Case07_最快效率求出乱序数组中第k小的元素

package com.atzhanyuan.java;

/**
 * 最快效率求出乱序数组中第k小的元素:
 *      递归思想
 *      快速排序——双向扫描法
 *
 * @author hylstart
 * @create 2022-02-07 13:29
 */
public class Case08_最快效率求出乱序数组中第k小的元素 {
    public static void main(String[] args) {
        int[] num = {2,5,7,3,8,0,24,78};

        int k = selectK(num, 0, num.length - 1, 2);

        System.out.println(k);

    }

    static int selectK(int[] A, int p, int r, int k){
        int q = partition(A, p, r); //主元的下标
        int qk = q - p + 1; //主元是第几个元素
        if (qk == k)
            return A[q];
        else if (qk > k)
            return selectK(A, p, q - 1, k);
        else
            return selectK(A, q + 1, r, k - qk);

    }

    static int partition(int[] A, int p, int r){
        int pivot = A[p]; //确定主元的值
        int left = p + 1; //左指针
        int right = r; //右指针

        while (left <= right){
            while (left <= right && A[left] <= pivot)
                left++;
            while (left <= right && A[right] >= pivot)
                right--;
            if (left < right)
                swap(A, left, right);

        }
        swap(A, p, right);

        return right;
    }

    static void swap(int[] a, int b, int c){
        int temp = a[b];
        a[b] = a[c];
        a[c] = temp;
    }
}

基于点的标注数据:
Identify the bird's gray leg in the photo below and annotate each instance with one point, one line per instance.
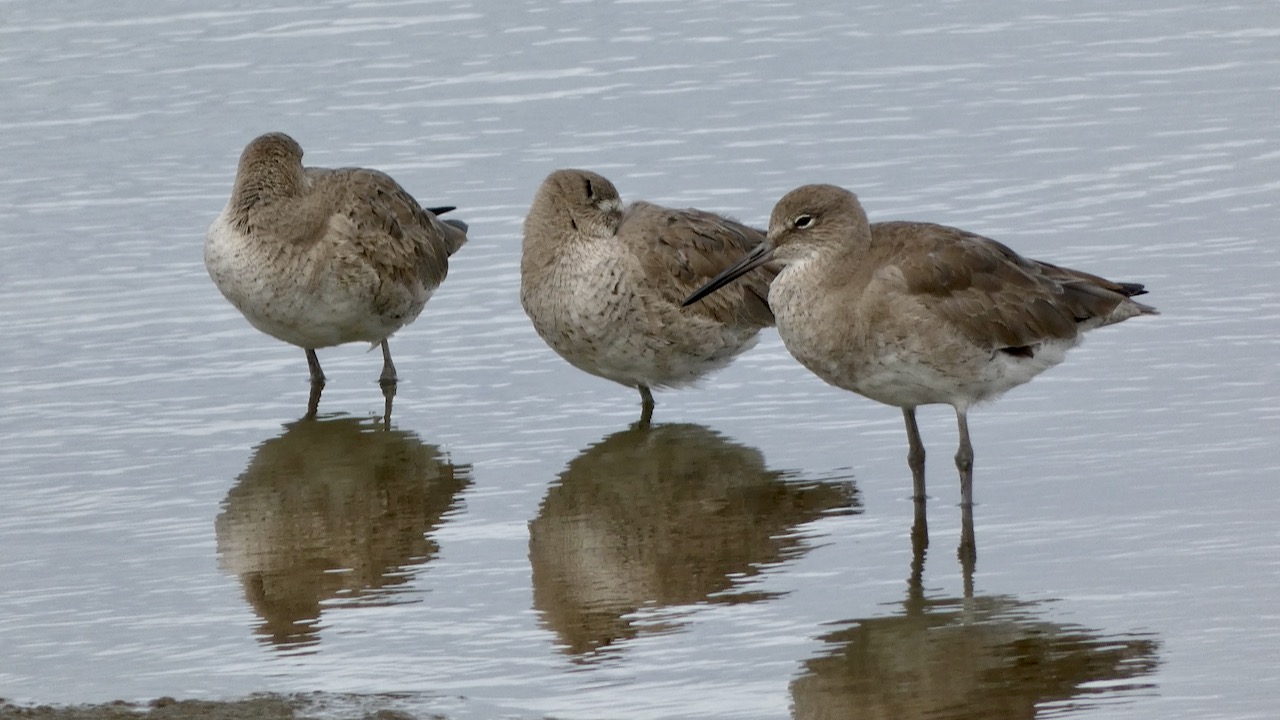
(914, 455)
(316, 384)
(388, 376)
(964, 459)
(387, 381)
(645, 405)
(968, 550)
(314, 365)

==

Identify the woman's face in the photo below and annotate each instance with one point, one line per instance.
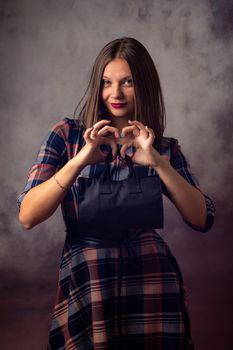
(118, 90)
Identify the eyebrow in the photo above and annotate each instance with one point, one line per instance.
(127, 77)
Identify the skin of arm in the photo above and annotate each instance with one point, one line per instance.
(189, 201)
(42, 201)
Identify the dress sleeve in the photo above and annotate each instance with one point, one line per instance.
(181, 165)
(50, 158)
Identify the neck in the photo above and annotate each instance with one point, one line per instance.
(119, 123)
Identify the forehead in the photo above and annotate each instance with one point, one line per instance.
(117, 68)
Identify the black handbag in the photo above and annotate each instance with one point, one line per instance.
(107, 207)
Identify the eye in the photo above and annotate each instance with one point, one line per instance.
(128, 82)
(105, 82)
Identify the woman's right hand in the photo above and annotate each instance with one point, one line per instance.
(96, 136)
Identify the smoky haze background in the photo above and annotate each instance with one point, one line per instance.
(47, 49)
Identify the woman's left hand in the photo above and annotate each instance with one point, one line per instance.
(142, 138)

...

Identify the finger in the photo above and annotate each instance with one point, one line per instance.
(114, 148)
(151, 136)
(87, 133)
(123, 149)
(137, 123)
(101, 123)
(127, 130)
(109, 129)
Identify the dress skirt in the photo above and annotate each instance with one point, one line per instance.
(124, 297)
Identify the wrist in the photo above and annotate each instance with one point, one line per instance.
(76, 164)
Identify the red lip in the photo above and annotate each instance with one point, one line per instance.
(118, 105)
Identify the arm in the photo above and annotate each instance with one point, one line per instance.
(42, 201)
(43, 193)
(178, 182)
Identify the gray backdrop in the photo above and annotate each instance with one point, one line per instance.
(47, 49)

§ 任务要求
a) 列出给定文本中定义的全部方法名。
b) 一字不改地抄录给定文本中的一段：从含有“static int partition(int[]”的字句开始，到“A[left] <= pivot)”结束。
上述数据与本练习无关。

§ 参考答案
a) main、selectK、partition、swap

b)
static int partition(int[] A, int p, int r){
        int pivot = A[p]; //确定主元的值
        int left = p + 1; //左指针
        int right = r; //右指针

        while (left <= right){
            while (left <= right && A[left] <= pivot)